§ Page extract
= = = = = = =

Daily Caller News Foundation

The Air Force is on track to hit its annual recruitment goal three months early, Chief Master Sgt. Frank Rawls, the chief recruiter for the branch, told Military.com on Tuesday.

Although budget woes caused the Air Force to slightly revise down their recruitment goals for this year, the branch is still projected to meet their target of 29,950 new active-duty airmen by the end of June, three months ahead of schedule, Rawls told Military.com. Other service branches — including the U.S. Army — have also seen an upswing in recruitment after struggling to find new blood as former President Joe Biden’s administration’s left-wing policies dissuaded potential recruits from joining up during his tenure.

Rawls told Military.com that the service is currently “96%” of the way to its recruitment goal.

The Air Force is still projected to surpass its original, more ambitious goal of 32,500 airmen for this fiscal year, but the force lowered the goal to its current level due to constraints from the budget reconciliation process in Congress.

= = = = = = =

§ Excerpted records
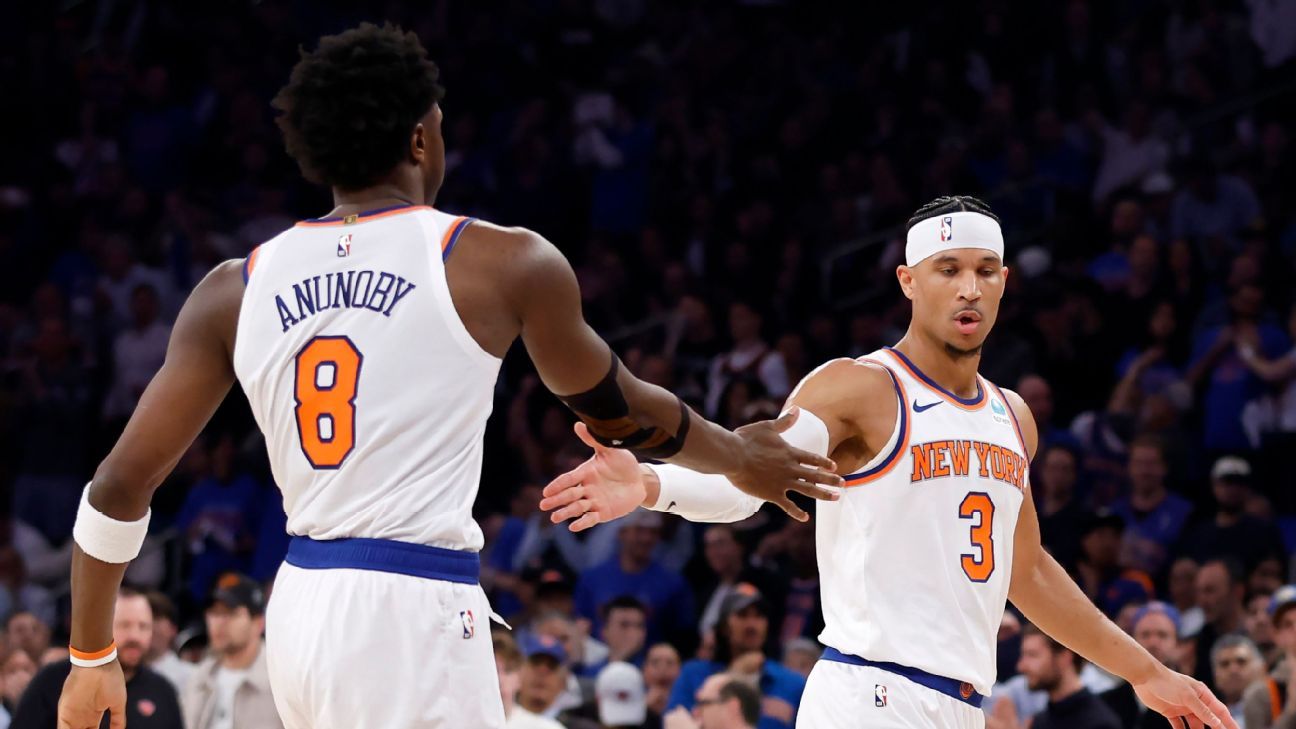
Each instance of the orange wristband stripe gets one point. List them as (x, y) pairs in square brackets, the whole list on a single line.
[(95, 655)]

= = = = = = =

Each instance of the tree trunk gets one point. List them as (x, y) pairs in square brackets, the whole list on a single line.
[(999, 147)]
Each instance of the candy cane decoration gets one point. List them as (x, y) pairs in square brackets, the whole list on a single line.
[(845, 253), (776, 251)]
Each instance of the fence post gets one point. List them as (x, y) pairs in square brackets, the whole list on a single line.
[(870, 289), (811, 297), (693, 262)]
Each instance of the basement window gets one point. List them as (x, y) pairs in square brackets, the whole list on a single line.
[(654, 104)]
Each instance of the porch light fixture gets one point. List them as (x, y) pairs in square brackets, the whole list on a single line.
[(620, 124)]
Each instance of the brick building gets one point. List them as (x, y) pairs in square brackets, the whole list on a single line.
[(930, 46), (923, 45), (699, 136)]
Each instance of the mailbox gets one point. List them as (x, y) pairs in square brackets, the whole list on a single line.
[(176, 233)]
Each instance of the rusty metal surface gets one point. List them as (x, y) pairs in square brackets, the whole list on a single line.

= = = = = = =

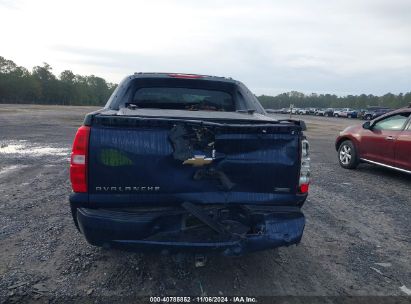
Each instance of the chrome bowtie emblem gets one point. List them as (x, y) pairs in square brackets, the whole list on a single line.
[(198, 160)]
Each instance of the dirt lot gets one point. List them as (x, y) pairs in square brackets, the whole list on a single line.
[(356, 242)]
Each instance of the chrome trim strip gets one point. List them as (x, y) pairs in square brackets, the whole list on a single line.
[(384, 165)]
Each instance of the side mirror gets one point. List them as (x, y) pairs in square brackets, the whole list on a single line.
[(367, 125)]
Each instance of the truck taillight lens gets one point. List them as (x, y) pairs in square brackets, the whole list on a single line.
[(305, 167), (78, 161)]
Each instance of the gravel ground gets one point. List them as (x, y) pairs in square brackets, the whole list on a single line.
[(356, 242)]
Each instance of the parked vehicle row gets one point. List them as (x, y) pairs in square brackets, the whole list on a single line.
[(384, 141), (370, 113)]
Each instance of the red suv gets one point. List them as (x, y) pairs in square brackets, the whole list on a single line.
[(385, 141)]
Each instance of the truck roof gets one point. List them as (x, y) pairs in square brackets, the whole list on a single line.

= = = = = = =

§ What the exercise asks
From the article on Air Force recruitment, write out the passage from "The Air Force is on" up to and including "its recruitment goal." without changing any wording.

§ Result of this task
The Air Force is on track to hit its annual recruitment goal three months early, Chief Master Sgt. Frank Rawls, the chief recruiter for the branch, told Military.com on Tuesday.

Although budget woes caused the Air Force to slightly revise down their recruitment goals for this year, the branch is still projected to meet their target of 29,950 new active-duty airmen by the end of June, three months ahead of schedule, Rawls told Military.com. Other service branches — including the U.S. Army — have also seen an upswing in recruitment after struggling to find new blood as former President Joe Biden’s administration’s left-wing policies dissuaded potential recruits from joining up during his tenure.

Rawls told Military.com that the service is currently “96%” of the way to its recruitment goal.